### Exercise instructions
Only the text of the records, copied exactly, is wanted; no pictures.

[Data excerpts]
####################

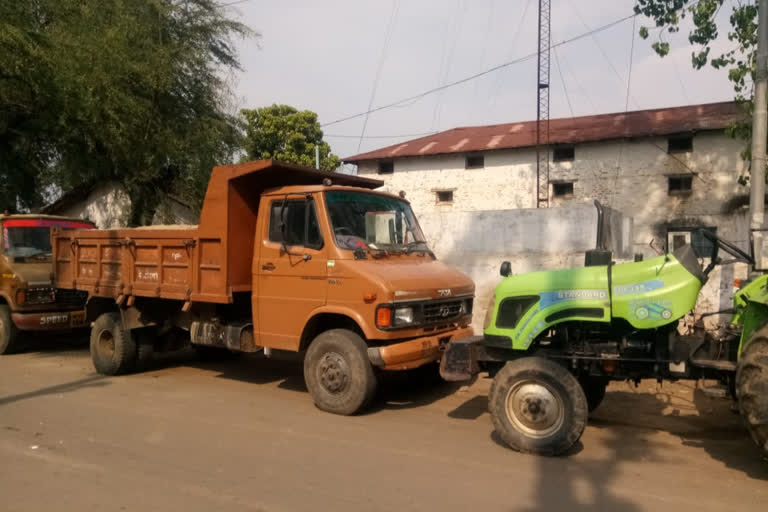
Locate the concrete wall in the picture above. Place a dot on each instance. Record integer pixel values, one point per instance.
(108, 206)
(630, 176)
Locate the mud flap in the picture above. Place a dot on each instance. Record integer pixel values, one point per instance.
(459, 361)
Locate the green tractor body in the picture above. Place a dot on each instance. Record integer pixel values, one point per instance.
(553, 340)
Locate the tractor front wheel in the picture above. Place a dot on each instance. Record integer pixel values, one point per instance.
(537, 406)
(752, 388)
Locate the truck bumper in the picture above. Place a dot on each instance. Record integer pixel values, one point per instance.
(49, 321)
(416, 352)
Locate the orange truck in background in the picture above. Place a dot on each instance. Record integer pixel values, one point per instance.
(284, 258)
(28, 300)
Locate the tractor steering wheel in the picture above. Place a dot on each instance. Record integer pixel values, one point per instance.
(719, 243)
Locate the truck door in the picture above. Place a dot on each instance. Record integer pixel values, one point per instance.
(292, 271)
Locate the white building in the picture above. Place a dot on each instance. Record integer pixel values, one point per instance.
(671, 170)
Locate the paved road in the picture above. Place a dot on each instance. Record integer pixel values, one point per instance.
(244, 435)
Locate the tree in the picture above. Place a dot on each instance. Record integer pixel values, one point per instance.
(132, 91)
(284, 133)
(739, 59)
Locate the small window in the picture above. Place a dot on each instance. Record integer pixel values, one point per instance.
(563, 153)
(680, 144)
(474, 162)
(680, 185)
(300, 220)
(387, 167)
(563, 190)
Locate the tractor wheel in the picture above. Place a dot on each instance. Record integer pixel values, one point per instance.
(9, 334)
(338, 373)
(594, 390)
(113, 349)
(752, 388)
(537, 406)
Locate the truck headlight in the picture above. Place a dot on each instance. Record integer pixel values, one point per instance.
(403, 316)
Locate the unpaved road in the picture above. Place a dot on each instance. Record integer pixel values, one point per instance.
(244, 435)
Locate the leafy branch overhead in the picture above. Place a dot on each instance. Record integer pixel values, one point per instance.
(282, 132)
(132, 91)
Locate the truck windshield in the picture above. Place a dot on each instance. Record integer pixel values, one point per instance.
(360, 220)
(31, 238)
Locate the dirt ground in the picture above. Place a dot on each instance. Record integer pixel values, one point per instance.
(244, 435)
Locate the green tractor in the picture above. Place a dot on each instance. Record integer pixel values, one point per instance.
(553, 340)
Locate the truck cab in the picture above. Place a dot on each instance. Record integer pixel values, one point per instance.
(28, 299)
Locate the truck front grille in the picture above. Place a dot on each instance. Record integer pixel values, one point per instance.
(71, 298)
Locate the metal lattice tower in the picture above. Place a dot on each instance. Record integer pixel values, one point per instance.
(542, 108)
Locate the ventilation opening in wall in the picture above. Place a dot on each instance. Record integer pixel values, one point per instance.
(563, 153)
(474, 162)
(386, 167)
(680, 185)
(562, 190)
(680, 144)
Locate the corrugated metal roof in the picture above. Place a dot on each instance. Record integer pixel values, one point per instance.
(640, 123)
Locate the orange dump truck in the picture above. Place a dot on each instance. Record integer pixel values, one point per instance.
(284, 258)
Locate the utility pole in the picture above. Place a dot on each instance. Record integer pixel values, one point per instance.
(542, 107)
(759, 120)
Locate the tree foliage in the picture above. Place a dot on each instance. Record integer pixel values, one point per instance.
(284, 133)
(133, 91)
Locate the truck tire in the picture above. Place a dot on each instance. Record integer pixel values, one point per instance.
(537, 406)
(338, 373)
(9, 334)
(113, 349)
(594, 390)
(752, 388)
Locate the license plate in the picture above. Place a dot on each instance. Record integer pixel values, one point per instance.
(77, 318)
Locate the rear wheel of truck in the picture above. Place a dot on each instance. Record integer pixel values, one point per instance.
(337, 372)
(9, 334)
(752, 388)
(594, 390)
(537, 406)
(113, 349)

####################

### Output of the task
Locate the concrete wall in the picture above. Place a dot on each instance. Record integer pixel values, one point per instance.
(108, 206)
(630, 176)
Locate the mud flap in the picture above. Place a dot on each instance. Record integer pixel values, one point per instance.
(459, 361)
Locate the green tractor body in the picture above. Place a dot on each instance. Record integer pixel values, one point per instance.
(553, 340)
Locate the tractor front wheel in the picture above. Place a dot on each instance. Record integer pixel values, one point per instance.
(537, 406)
(752, 388)
Locate the truck bumper in the picture above. Place a dot on each instance. Record integer pixel values, one point per instance.
(49, 321)
(416, 352)
Locate the orange truck in background in the picture above. Place a dot on each instance. Record integer pixel values, one point per instance.
(284, 258)
(28, 300)
Locate the tractor steering wheel in the picture above. Place a dot on each instance. Record integer pixel values, one point per instance.
(719, 243)
Locate the truck door in the picture above. Place a dot on each instance. Record integer pixel values, one point per instance.
(292, 271)
Locate the white building in the picture above. Place a dot on each instance. Record integer pixel values, one point per instance.
(671, 170)
Locate the paved road in the picture above. Place a dot on each instance. Record integer pixel values, one point per instance.
(244, 435)
Locate the tree in the picture above. Place a dot on each instance. Record integer pixel values, one point per instance.
(132, 91)
(284, 133)
(739, 59)
Locate the small window in the picture above. Place a dot on each instance. Record integer pixel values, one point per instance.
(563, 153)
(680, 144)
(474, 162)
(680, 185)
(300, 220)
(387, 167)
(563, 190)
Locate the tractor wheel in the picture above. Place a dot on each instance. Record integer pixel values, one point per instance.
(9, 334)
(338, 373)
(594, 390)
(113, 349)
(752, 388)
(537, 406)
Locate the truck headlight in the picture above. Place a dot on each instance. Record integer pixel values, one point per instance.
(403, 316)
Locate the unpaved road in the picture above. Place a dot on each instance. Record integer pixel values, one point per instance.
(244, 435)
Locate the leafy branch overhead in the picture above. Place a dot on each instance. Record integer pixel values, one point per instance.
(282, 132)
(132, 91)
Locate the truck windshield in the picture above. Place a dot on each instance. Record integer pixel values, one point per instance.
(360, 220)
(31, 238)
Locate the dirt ground in the picture above. Place a dot on each instance. Record integer pixel values, one point per instance.
(244, 435)
Locate the green tractor in the picture above. Place a dot on each instance. Record integer pixel values, one point per instance.
(553, 340)
Locate the truck cab in the picture above. Place a dot on each instance. Record integer pixel values, one point per instance.
(28, 299)
Locate the truck front grille in the picture above. Place a dot on each instance. Record integer pixel values, one point per instance.
(71, 298)
Locate the metal lattice tower in the picture above. Place a dot on each instance. Record integer pixel values, one point per instance.
(542, 108)
Locate the ventilation opening in wall in the picture above. Place a dot on each instance. Record integer pixel values, one point per instance.
(563, 153)
(474, 162)
(386, 167)
(680, 185)
(562, 190)
(680, 144)
Locate the corrugated metal roof in the picture above. Place a dot on each instance. Record integer pixel values, one point per instance.
(640, 123)
Locate the orange dump truck in the picture above. Place a dot on each instance. Record integer pixel values, one point per instance.
(284, 258)
Locate the utility pole in the picture above. Place a dot on each instance. Record integer pixel values, one point per instance.
(542, 107)
(759, 120)
Locate the tree foliage in the picture above. Place a dot on each instance. Record integer pixel values, one point per instance.
(284, 133)
(133, 91)
Locate the truck tire in the picture above. Place a dot on each instance. Record integer pixel values, one point per instance.
(537, 406)
(338, 373)
(9, 334)
(113, 349)
(594, 390)
(752, 388)
Locate the license plate in the picture above. Place a dot on each instance. Record integer pixel values, one point per instance.
(77, 318)
Locate the rear wheel of truck in the picture above. Place a dot on each instance. Record integer pixel values, one point per instance.
(337, 372)
(9, 334)
(752, 388)
(594, 390)
(537, 406)
(113, 349)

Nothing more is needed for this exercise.